TASK TO CARRY OUT >> Where does the word "below" show up in the data? Please find each such line and copy it.

*** Opening RECORDED DATA ***

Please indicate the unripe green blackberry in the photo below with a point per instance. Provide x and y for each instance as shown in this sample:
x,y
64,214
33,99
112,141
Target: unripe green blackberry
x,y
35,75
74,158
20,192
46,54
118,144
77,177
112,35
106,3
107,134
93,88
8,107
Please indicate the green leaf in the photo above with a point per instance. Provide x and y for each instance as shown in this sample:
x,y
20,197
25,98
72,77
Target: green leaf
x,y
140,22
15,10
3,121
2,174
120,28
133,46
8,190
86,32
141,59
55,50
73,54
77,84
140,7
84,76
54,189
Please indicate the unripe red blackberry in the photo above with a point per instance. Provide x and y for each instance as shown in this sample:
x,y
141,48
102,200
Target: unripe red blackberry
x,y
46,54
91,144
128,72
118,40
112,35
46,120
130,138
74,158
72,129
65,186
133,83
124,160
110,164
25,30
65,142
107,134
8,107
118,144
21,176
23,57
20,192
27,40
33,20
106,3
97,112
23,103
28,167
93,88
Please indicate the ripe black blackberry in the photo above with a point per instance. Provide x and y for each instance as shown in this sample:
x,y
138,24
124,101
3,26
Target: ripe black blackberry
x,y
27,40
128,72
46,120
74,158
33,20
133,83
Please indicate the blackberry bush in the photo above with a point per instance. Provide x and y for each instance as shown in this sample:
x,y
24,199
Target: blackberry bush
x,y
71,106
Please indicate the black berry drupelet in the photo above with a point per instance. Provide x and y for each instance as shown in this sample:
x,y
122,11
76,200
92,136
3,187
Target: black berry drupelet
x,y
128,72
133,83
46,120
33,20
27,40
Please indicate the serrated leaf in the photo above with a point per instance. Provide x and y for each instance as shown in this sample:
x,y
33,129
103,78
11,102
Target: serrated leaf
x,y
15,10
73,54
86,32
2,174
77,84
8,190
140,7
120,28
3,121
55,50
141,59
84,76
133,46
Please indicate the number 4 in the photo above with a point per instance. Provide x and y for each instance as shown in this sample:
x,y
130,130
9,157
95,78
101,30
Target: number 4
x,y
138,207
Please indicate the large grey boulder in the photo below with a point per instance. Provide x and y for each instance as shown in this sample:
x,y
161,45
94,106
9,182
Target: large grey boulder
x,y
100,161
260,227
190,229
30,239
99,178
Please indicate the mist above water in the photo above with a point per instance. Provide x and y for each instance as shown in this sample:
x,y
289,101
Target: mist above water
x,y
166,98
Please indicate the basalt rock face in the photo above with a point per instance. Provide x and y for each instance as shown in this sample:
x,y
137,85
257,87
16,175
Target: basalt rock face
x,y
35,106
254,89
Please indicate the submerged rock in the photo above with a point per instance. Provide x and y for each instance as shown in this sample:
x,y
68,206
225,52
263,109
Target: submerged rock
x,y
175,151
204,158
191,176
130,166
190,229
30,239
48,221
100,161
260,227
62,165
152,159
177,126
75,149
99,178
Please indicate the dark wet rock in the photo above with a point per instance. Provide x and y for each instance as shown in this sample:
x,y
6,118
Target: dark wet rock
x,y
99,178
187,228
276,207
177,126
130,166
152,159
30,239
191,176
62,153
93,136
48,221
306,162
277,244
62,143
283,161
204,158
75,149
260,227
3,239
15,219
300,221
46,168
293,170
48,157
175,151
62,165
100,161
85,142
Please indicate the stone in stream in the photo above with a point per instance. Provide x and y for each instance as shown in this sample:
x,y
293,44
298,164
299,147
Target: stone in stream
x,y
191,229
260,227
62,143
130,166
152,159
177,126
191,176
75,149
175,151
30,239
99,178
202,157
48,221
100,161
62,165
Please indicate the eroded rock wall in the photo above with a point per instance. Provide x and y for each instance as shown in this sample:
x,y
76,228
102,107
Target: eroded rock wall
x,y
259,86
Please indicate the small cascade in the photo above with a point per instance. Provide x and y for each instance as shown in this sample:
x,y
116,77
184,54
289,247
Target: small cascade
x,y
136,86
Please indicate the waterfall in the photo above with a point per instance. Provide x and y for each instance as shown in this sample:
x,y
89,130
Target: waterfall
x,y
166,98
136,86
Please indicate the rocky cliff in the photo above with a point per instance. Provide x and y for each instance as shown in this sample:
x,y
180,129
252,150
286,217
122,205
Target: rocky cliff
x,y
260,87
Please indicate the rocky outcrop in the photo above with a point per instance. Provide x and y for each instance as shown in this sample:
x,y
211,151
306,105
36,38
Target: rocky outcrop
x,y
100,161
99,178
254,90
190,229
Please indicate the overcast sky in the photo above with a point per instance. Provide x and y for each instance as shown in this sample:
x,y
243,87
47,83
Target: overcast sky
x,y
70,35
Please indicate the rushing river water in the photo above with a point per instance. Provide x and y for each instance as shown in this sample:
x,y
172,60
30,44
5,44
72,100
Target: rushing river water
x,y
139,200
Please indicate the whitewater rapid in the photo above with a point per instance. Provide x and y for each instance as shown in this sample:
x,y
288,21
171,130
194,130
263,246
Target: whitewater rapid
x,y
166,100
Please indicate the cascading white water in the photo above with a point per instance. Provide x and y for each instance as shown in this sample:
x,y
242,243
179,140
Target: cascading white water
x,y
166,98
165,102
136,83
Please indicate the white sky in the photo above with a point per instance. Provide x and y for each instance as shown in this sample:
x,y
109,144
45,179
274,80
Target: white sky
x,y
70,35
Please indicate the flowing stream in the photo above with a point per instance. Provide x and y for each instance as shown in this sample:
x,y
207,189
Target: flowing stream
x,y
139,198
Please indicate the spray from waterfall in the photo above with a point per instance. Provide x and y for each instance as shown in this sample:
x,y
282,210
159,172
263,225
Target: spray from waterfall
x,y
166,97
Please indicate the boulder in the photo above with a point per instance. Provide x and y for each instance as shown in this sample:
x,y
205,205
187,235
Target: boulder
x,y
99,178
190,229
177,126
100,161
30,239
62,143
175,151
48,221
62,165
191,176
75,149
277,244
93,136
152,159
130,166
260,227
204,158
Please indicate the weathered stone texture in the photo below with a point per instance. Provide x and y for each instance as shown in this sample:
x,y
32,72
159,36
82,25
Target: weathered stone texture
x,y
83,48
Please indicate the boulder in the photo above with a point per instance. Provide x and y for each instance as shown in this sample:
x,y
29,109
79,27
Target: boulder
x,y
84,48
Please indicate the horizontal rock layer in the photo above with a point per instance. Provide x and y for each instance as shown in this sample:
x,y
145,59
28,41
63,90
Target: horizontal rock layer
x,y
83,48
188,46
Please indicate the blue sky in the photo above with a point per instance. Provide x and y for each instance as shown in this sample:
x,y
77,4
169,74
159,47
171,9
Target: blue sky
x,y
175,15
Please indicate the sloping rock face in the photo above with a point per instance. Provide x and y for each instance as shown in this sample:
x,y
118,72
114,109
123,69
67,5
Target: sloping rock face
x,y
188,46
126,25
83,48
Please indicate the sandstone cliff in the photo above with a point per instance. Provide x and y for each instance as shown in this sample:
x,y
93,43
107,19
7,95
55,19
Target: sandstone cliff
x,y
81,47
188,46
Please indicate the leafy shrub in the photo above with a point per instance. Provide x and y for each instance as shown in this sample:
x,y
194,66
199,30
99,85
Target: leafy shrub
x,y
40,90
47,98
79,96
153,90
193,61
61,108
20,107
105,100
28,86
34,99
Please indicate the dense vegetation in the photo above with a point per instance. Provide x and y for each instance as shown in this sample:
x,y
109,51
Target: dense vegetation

*** Closing RECORDED DATA ***

SOLUTION TO THIS TASK >>
Please indicate the unripe green blackberry in the photo below with a point per instance. Provide x and y for each instance as shown in this sample:
Please indicate the large grey boulder in the photo below with a point per instance. Provide x and y for each instance as shown in this sample:
Please indicate the weathered stone texture in the photo below with a point per instance. Provide x and y for each instance as shown in this sample:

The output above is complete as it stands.